§ **WHAT IS ASKED**
Reproduce the data below verbatim, starting at the line that contains "Point out the man standing" and ending with the final line of the data.

§ **EXERCISE MATERIALS**

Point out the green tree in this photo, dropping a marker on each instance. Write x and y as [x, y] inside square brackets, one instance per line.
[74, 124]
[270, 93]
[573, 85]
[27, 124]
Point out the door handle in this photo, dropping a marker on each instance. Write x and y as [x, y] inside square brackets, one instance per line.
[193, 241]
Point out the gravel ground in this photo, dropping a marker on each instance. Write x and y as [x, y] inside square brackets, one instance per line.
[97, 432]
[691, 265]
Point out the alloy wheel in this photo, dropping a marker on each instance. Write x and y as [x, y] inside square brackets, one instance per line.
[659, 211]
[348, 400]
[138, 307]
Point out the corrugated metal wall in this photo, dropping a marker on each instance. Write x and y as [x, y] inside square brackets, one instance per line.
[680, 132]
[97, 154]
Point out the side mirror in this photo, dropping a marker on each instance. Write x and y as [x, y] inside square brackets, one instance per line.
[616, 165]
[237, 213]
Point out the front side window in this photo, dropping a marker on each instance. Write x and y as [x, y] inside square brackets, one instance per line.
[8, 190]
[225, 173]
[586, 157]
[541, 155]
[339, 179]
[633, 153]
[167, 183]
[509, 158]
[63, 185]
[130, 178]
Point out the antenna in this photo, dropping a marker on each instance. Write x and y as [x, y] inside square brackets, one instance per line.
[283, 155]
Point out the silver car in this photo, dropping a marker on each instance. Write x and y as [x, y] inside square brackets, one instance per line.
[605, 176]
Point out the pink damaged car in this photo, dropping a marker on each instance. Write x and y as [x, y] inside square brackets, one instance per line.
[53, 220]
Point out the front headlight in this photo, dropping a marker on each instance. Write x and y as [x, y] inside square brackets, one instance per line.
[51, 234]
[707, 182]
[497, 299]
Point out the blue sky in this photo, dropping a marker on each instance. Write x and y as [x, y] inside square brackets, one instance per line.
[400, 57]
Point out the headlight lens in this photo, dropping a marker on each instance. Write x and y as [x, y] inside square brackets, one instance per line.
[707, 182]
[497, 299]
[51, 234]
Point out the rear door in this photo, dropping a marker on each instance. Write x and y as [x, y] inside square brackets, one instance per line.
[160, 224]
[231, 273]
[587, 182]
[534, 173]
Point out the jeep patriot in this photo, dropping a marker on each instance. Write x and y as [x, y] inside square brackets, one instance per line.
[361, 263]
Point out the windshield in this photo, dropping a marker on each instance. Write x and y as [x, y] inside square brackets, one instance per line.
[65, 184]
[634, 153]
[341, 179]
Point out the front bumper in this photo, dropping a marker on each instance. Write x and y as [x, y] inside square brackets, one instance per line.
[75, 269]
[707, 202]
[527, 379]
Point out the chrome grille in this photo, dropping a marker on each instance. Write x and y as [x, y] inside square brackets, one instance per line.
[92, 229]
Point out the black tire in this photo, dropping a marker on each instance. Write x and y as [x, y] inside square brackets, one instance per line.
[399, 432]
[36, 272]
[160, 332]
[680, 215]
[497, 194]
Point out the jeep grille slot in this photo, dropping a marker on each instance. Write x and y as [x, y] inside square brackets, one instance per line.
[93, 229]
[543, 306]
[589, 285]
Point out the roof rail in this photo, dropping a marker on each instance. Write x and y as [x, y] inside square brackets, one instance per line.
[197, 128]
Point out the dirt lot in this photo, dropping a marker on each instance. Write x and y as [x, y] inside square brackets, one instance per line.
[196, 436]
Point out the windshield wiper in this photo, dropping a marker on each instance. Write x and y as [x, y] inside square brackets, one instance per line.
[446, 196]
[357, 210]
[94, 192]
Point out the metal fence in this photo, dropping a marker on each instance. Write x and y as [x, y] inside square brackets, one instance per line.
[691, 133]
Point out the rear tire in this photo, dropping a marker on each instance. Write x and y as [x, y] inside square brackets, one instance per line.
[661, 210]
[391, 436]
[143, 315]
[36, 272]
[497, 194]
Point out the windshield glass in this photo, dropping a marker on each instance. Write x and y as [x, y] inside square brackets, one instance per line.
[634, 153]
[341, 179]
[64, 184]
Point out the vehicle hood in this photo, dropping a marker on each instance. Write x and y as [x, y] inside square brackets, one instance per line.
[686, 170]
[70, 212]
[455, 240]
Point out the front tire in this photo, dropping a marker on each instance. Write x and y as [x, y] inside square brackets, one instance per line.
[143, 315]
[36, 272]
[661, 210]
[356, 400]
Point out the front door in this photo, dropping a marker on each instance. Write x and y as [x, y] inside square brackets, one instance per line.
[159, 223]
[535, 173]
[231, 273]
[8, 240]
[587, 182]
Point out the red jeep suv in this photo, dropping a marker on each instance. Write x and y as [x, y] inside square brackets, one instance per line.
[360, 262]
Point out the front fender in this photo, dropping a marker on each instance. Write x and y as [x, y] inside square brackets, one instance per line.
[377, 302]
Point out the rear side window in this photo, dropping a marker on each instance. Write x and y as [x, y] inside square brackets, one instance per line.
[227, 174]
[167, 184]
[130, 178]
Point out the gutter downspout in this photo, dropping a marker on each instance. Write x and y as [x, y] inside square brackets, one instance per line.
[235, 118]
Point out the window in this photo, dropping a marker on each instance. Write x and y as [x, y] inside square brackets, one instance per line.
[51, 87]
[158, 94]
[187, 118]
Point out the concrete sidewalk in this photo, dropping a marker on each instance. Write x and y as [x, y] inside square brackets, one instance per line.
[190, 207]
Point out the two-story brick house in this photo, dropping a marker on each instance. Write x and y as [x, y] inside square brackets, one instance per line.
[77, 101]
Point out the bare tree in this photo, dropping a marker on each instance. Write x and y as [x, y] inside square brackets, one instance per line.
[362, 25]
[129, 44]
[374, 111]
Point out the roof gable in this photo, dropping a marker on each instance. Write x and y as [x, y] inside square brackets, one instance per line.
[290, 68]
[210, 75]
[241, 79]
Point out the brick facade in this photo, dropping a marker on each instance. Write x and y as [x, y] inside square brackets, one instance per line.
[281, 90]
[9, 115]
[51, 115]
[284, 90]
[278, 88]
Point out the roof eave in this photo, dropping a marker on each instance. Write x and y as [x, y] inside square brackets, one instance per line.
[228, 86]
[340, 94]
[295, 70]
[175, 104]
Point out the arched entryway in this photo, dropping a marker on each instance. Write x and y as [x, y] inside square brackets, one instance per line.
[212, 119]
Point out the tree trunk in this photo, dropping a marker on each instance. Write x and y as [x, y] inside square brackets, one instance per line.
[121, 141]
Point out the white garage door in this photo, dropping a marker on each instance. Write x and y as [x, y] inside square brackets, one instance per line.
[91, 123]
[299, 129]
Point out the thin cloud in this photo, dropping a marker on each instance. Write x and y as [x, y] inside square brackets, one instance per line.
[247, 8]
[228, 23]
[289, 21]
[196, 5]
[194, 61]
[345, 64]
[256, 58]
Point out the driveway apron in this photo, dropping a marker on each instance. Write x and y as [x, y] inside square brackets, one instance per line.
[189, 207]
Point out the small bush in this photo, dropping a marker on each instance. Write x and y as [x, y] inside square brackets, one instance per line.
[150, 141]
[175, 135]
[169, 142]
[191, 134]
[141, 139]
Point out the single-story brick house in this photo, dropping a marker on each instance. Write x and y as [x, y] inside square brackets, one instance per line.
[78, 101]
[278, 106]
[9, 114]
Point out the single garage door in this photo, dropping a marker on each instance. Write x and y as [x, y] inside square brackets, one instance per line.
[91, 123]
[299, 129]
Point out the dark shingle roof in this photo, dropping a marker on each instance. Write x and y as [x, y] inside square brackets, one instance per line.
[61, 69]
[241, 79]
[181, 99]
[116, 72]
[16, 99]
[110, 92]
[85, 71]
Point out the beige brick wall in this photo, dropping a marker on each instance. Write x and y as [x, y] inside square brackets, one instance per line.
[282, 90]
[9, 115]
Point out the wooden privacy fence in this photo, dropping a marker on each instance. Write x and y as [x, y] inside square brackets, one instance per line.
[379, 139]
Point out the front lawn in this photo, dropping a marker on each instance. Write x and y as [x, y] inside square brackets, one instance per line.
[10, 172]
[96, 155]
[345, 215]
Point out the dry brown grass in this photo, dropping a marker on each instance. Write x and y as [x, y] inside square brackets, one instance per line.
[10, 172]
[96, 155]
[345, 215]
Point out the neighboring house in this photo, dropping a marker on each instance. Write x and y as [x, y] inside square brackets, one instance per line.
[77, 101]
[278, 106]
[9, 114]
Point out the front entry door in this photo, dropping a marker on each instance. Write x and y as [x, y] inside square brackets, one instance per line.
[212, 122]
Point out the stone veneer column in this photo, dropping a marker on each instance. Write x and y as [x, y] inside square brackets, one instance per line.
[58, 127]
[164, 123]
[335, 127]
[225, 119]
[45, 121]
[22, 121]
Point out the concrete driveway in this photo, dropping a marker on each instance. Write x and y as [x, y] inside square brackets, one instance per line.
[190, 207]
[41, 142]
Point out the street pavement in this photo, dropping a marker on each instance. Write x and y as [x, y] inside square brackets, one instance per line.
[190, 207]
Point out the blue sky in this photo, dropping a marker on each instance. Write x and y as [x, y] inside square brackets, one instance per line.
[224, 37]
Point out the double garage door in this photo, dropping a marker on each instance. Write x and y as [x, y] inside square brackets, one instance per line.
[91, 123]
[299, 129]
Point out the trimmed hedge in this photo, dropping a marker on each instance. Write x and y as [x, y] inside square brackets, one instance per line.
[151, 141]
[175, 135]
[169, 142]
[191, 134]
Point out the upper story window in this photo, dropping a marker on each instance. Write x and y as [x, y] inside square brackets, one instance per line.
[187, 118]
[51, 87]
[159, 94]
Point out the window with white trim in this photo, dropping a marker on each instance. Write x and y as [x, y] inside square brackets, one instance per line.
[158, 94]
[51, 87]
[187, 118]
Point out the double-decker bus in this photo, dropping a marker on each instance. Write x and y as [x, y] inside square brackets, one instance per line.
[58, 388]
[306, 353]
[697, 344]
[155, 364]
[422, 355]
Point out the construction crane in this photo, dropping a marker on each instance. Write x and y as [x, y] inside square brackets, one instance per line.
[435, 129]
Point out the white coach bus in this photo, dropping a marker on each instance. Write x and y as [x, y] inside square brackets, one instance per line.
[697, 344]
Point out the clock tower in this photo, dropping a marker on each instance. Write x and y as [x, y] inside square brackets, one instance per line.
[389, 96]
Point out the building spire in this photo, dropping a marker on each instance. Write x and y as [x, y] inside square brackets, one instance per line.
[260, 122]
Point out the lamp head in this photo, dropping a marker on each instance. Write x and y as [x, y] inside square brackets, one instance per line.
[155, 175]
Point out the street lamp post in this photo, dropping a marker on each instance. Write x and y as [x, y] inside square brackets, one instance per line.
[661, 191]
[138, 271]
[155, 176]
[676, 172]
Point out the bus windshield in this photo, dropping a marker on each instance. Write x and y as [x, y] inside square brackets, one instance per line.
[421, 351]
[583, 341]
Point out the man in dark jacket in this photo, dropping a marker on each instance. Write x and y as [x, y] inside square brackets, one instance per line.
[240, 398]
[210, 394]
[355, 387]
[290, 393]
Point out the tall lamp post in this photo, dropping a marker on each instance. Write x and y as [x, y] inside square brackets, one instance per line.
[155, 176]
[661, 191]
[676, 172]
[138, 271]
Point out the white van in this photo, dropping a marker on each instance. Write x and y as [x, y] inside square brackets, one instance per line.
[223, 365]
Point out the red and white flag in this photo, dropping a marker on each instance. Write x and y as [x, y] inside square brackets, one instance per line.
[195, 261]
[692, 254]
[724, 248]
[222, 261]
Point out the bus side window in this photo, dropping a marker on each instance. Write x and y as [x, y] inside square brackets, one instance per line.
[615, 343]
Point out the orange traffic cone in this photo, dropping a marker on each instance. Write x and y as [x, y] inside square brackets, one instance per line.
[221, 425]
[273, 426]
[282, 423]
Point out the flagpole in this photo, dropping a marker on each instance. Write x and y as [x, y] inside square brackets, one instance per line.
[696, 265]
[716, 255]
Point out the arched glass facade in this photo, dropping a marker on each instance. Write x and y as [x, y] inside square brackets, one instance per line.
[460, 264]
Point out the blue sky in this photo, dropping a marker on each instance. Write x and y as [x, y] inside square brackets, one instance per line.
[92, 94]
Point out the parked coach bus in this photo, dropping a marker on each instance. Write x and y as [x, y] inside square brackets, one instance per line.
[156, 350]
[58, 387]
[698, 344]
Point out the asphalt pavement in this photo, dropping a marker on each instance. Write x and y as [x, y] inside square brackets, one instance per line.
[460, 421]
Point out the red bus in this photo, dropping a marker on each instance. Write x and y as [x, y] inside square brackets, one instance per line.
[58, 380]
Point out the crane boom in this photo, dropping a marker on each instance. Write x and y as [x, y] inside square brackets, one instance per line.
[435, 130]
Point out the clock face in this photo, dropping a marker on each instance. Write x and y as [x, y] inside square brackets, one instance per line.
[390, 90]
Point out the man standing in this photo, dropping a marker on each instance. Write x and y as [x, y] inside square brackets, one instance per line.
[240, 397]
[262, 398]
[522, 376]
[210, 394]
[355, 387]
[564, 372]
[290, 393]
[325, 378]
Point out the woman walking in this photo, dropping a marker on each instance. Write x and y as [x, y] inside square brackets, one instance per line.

§ **EXERCISE SOLUTION**
Point out the man standing in this photo, dropping a marker on each instance. Write x and y as [x, y] inside square brackets, one instance per line.
[240, 397]
[262, 398]
[522, 376]
[210, 394]
[355, 387]
[564, 372]
[290, 393]
[325, 378]
Point out the woman walking in this photo, dropping a marker on each instance. Write x and y as [x, y] inside square brackets, one instance per line.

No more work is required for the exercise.